Action item: Only one stretch of the data is wanted: the line containing "130V126L217 144L223 145L222", the line containing "box: [187, 128, 252, 166]", and every line between them, copied exactly.

━━━ Material provided

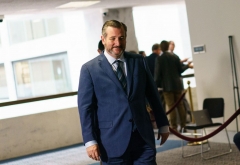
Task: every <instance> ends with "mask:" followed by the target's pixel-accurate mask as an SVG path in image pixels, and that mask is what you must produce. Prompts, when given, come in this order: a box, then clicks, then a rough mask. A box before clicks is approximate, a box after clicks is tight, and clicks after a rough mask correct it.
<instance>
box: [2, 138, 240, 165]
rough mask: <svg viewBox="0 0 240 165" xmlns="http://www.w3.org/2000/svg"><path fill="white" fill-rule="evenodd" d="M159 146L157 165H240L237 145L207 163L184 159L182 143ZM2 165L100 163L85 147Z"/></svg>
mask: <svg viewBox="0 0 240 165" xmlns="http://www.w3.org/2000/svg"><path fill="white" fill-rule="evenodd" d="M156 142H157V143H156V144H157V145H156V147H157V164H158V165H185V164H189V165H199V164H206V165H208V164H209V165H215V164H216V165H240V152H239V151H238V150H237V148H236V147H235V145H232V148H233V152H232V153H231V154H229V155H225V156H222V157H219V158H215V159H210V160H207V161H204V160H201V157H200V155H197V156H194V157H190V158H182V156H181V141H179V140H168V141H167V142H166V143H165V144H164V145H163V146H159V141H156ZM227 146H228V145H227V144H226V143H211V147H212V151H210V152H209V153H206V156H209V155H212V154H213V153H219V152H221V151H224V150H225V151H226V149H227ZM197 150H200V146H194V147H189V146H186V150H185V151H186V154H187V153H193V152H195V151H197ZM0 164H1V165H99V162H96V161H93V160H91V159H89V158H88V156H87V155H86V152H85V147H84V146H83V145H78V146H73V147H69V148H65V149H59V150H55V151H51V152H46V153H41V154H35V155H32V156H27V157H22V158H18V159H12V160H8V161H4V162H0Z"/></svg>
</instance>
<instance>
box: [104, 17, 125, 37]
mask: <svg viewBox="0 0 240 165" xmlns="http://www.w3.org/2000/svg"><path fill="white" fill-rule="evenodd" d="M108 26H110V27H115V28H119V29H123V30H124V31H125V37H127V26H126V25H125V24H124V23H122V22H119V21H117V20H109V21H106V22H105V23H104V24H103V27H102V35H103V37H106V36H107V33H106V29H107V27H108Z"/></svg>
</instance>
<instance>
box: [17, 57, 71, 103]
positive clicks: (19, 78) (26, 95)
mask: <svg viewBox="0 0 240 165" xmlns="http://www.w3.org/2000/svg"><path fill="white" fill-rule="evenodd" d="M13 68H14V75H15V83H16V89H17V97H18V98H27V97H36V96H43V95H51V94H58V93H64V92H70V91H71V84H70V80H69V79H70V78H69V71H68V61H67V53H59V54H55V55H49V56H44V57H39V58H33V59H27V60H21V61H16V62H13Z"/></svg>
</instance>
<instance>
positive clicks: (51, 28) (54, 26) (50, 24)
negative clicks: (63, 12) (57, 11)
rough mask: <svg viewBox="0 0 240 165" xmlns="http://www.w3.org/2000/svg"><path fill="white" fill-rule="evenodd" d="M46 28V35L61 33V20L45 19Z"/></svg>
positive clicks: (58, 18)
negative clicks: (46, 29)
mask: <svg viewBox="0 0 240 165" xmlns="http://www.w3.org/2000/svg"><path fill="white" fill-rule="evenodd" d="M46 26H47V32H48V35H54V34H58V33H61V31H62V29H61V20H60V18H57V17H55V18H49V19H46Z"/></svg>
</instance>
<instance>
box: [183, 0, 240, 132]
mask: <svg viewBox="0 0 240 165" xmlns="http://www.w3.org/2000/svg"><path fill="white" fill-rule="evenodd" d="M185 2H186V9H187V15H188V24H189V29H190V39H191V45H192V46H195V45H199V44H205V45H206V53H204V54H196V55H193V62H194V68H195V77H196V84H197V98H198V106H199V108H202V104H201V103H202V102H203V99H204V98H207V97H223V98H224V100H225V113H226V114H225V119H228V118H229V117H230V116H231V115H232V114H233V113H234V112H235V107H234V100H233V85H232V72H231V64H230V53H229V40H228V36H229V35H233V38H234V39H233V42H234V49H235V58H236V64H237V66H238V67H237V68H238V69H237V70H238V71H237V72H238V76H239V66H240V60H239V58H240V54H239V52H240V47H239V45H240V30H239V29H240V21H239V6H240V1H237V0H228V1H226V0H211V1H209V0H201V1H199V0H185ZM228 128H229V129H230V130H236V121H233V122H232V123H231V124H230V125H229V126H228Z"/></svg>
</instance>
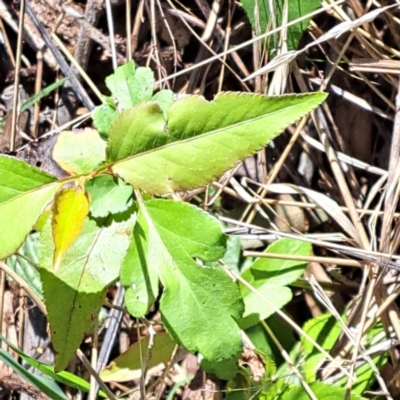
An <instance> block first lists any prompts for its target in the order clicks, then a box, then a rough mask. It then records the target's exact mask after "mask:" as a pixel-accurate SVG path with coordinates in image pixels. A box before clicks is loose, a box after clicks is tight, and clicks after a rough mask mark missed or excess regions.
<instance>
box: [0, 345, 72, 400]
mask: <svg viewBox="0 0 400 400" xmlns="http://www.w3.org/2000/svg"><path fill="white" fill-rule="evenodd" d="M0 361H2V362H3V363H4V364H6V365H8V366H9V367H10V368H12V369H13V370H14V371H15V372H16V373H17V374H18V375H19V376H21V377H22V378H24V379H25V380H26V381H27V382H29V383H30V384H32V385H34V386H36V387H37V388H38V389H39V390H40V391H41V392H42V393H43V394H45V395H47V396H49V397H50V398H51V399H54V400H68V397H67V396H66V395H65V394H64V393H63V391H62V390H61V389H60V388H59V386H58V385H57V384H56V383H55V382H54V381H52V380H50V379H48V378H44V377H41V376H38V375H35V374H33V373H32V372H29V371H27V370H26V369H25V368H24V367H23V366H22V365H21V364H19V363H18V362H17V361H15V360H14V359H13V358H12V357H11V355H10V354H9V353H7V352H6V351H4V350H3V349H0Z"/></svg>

━━━━━━
━━━ Material provided

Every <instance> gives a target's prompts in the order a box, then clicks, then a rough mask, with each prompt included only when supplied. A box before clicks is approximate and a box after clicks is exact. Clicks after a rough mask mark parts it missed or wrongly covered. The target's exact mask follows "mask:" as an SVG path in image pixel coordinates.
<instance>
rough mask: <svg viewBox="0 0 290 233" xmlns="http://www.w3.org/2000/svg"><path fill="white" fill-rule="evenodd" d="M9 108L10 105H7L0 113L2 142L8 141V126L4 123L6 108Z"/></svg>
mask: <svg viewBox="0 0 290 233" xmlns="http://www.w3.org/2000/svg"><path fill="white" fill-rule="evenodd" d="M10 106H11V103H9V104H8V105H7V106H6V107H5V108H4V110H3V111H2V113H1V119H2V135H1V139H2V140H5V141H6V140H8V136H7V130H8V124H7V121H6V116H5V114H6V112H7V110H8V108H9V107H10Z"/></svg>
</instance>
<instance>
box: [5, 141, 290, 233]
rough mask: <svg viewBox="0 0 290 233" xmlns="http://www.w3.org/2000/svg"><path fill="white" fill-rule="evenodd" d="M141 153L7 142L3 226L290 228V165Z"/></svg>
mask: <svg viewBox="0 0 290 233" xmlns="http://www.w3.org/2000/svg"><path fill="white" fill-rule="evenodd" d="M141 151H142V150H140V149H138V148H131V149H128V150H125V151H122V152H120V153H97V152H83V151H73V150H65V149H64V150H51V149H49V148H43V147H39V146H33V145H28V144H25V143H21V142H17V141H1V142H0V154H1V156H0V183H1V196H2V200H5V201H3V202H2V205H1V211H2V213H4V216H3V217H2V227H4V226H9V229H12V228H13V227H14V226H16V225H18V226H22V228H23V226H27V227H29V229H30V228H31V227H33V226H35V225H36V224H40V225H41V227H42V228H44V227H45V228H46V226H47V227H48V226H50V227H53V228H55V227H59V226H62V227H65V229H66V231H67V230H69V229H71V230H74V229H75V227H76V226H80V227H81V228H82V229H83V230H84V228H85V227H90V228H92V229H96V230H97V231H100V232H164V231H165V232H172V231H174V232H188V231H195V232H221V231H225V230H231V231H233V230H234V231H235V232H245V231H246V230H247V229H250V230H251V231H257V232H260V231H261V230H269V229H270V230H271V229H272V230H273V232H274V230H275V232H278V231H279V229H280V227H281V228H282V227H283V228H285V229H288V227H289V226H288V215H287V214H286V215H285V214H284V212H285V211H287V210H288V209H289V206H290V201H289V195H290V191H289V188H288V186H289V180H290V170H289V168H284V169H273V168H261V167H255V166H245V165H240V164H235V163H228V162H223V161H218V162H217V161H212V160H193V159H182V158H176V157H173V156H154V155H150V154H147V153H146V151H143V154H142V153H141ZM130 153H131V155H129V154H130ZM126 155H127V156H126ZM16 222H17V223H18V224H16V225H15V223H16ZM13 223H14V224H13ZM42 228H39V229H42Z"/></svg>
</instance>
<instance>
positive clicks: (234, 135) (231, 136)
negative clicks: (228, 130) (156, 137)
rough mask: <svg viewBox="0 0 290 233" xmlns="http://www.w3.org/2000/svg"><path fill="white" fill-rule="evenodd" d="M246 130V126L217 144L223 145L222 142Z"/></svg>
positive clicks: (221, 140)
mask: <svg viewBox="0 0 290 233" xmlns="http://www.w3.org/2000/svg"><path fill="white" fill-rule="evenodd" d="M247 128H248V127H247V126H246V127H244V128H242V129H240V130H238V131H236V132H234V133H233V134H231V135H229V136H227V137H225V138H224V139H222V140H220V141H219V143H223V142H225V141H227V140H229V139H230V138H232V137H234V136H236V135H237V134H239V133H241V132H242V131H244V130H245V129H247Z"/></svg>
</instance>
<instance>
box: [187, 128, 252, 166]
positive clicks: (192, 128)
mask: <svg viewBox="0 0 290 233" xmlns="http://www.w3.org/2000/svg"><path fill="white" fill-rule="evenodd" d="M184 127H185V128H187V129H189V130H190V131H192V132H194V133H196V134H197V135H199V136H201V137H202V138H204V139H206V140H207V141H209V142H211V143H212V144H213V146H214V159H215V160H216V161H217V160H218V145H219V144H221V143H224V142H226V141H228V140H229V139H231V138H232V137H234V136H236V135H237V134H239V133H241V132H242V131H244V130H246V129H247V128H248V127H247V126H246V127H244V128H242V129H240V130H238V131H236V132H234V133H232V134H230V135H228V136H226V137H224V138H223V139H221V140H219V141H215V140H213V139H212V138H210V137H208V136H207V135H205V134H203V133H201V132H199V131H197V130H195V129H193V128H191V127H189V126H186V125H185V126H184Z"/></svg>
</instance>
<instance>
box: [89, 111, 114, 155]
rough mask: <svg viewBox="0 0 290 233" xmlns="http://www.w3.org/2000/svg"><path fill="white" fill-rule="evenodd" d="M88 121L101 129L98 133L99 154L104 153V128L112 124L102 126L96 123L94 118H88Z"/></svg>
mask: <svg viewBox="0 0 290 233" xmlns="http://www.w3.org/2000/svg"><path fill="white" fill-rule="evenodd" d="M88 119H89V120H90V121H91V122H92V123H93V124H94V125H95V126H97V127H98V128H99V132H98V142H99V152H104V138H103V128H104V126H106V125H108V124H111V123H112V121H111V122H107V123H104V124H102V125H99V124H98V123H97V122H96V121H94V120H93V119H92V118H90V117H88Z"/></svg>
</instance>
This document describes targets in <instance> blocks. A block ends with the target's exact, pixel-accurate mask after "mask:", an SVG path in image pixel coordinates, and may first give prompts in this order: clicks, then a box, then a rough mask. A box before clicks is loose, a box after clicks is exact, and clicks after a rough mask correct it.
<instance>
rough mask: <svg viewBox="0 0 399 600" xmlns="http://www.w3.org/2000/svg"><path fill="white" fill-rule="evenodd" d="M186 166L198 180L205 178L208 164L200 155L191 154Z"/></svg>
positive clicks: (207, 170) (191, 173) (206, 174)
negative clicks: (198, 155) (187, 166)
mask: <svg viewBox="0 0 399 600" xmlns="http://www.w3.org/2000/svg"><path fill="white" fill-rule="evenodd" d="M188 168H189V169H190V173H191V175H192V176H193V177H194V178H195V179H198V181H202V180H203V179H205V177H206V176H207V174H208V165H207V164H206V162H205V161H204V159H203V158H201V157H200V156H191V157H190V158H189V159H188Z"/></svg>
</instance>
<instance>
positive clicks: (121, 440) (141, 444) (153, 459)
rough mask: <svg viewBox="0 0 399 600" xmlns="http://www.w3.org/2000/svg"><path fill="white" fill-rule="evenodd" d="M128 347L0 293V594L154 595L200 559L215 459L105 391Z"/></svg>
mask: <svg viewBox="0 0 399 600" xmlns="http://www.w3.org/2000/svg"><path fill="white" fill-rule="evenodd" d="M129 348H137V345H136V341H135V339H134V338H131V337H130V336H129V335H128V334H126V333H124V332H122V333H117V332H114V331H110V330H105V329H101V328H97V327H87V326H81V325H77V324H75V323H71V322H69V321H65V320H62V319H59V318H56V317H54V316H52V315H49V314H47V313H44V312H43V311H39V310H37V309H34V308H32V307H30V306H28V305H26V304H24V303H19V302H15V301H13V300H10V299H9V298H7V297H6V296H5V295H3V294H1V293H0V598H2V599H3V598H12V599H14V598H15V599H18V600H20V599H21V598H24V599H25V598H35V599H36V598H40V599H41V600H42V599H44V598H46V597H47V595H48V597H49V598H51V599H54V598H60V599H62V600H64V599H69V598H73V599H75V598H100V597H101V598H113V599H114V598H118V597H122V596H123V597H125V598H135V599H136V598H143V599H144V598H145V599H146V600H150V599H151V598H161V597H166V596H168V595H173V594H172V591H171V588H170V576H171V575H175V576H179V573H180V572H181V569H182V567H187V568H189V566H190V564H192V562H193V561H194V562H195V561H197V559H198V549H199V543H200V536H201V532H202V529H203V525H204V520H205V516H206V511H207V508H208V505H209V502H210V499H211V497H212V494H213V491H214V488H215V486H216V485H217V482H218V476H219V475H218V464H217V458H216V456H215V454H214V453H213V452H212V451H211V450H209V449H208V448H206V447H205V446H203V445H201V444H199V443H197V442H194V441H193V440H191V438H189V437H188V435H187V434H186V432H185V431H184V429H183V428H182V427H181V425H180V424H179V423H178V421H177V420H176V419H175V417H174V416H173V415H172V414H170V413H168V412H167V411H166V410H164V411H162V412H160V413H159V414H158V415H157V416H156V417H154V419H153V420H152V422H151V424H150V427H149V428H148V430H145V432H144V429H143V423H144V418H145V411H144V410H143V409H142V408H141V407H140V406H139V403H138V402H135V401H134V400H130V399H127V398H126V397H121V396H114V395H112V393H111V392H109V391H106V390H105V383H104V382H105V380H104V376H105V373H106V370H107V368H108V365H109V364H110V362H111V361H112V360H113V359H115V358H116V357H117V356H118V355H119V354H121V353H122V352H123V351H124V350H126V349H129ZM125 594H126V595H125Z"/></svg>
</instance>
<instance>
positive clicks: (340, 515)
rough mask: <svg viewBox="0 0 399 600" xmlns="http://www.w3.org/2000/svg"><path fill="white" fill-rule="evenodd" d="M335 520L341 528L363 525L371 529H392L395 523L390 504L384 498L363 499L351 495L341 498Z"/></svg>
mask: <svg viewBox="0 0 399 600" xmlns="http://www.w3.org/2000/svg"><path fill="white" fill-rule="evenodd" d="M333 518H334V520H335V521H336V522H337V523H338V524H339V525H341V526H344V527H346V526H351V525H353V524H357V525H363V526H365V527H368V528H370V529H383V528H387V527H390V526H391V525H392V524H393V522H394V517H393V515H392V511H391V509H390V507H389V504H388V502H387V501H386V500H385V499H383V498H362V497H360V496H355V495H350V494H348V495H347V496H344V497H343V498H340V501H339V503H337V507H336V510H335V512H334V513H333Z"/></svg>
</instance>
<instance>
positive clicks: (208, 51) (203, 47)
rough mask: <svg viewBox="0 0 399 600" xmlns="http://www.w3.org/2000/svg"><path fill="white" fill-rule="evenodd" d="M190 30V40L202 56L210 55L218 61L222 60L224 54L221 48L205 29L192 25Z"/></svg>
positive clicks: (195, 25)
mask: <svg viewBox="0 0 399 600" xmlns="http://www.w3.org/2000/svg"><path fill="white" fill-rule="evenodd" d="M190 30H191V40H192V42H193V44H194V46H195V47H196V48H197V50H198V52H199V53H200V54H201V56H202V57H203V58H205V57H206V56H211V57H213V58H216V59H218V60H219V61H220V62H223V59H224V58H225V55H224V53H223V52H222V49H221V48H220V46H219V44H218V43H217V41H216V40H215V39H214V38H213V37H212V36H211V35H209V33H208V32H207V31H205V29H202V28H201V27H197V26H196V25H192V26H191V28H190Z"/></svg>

━━━━━━
━━━ Material provided

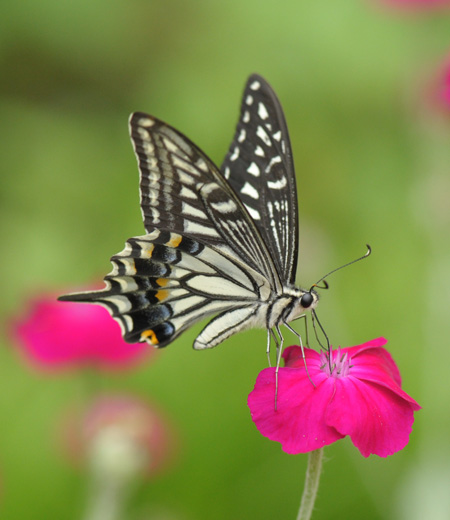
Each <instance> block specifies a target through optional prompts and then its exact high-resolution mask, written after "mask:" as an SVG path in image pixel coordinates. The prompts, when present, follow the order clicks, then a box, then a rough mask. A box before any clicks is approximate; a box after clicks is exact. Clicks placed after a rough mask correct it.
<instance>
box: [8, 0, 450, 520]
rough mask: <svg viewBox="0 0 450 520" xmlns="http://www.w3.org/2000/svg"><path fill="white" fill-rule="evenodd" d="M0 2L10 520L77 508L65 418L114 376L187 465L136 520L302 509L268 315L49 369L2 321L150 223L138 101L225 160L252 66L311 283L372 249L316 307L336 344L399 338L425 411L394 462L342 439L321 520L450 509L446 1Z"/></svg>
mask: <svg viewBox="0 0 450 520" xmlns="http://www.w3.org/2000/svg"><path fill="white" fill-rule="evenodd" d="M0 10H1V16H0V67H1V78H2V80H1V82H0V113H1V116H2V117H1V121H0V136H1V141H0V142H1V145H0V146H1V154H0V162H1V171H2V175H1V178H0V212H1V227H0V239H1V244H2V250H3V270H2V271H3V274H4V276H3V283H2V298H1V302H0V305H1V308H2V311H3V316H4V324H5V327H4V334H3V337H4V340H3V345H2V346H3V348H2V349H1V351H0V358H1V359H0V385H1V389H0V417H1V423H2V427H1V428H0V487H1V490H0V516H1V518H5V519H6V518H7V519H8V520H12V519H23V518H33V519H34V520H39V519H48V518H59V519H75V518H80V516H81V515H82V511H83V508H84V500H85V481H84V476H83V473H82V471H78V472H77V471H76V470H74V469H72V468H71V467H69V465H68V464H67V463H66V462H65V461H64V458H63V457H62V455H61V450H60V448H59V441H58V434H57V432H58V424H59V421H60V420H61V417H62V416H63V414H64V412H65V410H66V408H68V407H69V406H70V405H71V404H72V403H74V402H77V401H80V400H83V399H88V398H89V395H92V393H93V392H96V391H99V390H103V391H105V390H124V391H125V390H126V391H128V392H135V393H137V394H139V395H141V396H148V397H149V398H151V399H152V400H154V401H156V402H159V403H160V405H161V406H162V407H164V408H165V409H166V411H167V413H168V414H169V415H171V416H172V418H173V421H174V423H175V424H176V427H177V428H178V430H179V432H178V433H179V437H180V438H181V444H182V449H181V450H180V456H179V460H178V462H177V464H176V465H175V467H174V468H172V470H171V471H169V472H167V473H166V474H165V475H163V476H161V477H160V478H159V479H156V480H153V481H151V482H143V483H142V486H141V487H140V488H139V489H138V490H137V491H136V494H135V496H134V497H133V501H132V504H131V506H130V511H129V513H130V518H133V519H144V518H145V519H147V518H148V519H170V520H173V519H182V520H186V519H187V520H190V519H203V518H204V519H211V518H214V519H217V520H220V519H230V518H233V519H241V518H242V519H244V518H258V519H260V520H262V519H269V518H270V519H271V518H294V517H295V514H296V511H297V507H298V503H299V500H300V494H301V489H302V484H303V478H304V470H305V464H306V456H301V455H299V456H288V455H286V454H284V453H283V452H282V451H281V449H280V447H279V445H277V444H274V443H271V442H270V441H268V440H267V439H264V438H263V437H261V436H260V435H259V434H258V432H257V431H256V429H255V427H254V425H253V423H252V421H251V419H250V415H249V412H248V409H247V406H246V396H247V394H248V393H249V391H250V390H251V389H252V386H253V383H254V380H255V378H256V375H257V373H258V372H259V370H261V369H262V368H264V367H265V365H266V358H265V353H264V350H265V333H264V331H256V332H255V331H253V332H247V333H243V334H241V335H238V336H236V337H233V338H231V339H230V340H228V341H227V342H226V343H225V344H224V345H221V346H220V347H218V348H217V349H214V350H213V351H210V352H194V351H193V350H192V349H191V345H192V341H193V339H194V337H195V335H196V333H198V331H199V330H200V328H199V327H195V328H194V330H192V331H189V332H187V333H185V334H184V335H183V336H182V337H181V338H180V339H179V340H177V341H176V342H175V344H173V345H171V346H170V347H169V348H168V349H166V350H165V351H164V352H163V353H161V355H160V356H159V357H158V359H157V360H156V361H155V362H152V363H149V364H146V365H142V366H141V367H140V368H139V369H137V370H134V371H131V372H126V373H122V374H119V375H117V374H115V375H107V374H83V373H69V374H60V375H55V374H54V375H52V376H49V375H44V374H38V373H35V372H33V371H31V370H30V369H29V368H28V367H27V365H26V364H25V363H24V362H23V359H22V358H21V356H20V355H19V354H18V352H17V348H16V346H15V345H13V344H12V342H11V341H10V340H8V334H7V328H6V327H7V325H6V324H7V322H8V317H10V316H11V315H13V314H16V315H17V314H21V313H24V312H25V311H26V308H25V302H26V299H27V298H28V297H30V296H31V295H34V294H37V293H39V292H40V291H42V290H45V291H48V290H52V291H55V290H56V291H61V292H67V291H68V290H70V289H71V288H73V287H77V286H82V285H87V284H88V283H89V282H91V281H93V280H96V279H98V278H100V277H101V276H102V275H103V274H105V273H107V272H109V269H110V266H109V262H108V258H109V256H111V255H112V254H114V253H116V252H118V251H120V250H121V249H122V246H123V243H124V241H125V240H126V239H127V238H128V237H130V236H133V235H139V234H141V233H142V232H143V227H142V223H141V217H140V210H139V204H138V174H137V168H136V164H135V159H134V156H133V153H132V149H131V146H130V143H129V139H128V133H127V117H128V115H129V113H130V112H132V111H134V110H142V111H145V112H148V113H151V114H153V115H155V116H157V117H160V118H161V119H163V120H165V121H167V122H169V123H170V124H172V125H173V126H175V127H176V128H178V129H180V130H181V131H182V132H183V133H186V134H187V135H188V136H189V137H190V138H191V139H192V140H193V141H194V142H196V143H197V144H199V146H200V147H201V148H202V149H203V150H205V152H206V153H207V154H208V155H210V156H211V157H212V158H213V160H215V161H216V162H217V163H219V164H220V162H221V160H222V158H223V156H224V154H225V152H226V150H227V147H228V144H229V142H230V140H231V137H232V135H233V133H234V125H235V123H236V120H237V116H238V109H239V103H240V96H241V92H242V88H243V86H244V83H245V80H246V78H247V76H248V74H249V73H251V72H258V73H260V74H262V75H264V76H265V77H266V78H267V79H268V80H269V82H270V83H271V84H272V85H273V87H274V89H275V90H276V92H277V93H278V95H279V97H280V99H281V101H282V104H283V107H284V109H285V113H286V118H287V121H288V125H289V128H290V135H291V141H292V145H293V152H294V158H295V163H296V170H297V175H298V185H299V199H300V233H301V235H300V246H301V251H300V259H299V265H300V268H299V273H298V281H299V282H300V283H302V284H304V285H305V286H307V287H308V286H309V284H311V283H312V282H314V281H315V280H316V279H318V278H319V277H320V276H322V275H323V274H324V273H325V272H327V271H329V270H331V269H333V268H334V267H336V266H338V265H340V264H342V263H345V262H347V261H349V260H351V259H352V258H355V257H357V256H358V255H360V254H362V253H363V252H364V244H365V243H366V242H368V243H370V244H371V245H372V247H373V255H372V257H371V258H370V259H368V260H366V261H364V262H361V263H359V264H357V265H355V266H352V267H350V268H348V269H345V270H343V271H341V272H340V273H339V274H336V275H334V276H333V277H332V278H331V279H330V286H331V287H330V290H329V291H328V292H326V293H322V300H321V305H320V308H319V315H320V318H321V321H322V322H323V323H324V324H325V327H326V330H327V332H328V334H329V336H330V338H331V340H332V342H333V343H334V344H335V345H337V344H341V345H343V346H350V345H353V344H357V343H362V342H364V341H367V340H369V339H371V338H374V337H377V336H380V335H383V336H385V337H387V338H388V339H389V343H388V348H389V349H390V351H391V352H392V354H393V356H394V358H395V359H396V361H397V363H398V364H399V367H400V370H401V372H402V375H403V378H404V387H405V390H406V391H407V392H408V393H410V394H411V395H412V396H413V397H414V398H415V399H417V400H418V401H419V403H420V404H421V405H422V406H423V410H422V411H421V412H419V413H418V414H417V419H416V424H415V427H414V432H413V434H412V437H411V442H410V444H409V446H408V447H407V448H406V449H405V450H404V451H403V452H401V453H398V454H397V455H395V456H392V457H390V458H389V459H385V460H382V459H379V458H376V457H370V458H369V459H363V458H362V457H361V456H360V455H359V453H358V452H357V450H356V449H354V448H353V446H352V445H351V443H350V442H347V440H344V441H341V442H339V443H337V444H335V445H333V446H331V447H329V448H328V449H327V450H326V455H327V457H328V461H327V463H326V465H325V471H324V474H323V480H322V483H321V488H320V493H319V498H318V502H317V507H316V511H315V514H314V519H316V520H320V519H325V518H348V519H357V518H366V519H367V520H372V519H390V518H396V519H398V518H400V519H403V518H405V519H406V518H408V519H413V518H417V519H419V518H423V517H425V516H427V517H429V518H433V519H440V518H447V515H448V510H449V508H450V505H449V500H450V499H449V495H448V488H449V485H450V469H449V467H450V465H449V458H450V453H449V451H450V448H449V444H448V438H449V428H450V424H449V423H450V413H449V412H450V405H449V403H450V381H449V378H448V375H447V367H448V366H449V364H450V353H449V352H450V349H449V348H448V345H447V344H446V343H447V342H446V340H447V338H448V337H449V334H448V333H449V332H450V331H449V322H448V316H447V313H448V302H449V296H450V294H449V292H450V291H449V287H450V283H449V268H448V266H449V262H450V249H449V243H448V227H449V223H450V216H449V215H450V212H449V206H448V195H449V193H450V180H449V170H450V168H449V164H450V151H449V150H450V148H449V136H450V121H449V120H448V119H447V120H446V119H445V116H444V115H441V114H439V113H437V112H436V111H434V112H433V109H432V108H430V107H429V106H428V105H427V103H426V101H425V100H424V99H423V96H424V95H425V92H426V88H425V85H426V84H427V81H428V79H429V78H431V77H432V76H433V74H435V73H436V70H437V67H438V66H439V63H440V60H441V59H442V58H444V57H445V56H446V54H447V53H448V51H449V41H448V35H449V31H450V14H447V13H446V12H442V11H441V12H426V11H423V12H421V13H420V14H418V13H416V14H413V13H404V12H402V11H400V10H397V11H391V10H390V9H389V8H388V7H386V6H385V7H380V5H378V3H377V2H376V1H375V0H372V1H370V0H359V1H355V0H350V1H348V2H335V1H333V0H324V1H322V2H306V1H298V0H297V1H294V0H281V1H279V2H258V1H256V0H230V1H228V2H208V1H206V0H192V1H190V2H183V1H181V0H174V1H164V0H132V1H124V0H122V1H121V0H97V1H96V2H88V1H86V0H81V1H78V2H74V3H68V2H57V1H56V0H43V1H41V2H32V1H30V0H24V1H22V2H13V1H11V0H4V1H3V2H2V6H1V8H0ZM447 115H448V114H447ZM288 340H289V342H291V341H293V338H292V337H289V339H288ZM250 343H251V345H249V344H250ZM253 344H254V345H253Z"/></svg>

━━━━━━

Response area:
rough mask: <svg viewBox="0 0 290 233" xmlns="http://www.w3.org/2000/svg"><path fill="white" fill-rule="evenodd" d="M246 130V126L217 144L223 145L222 142Z"/></svg>
positive clicks: (221, 140)
mask: <svg viewBox="0 0 290 233" xmlns="http://www.w3.org/2000/svg"><path fill="white" fill-rule="evenodd" d="M247 128H248V127H247V126H246V127H244V128H242V129H240V130H238V131H236V132H234V133H233V134H231V135H229V136H227V137H225V138H224V139H222V140H220V141H219V143H223V142H225V141H227V140H229V139H230V138H232V137H234V136H236V135H237V134H239V133H241V132H242V131H244V130H245V129H247Z"/></svg>
</instance>
<instance>
box: [187, 128, 252, 166]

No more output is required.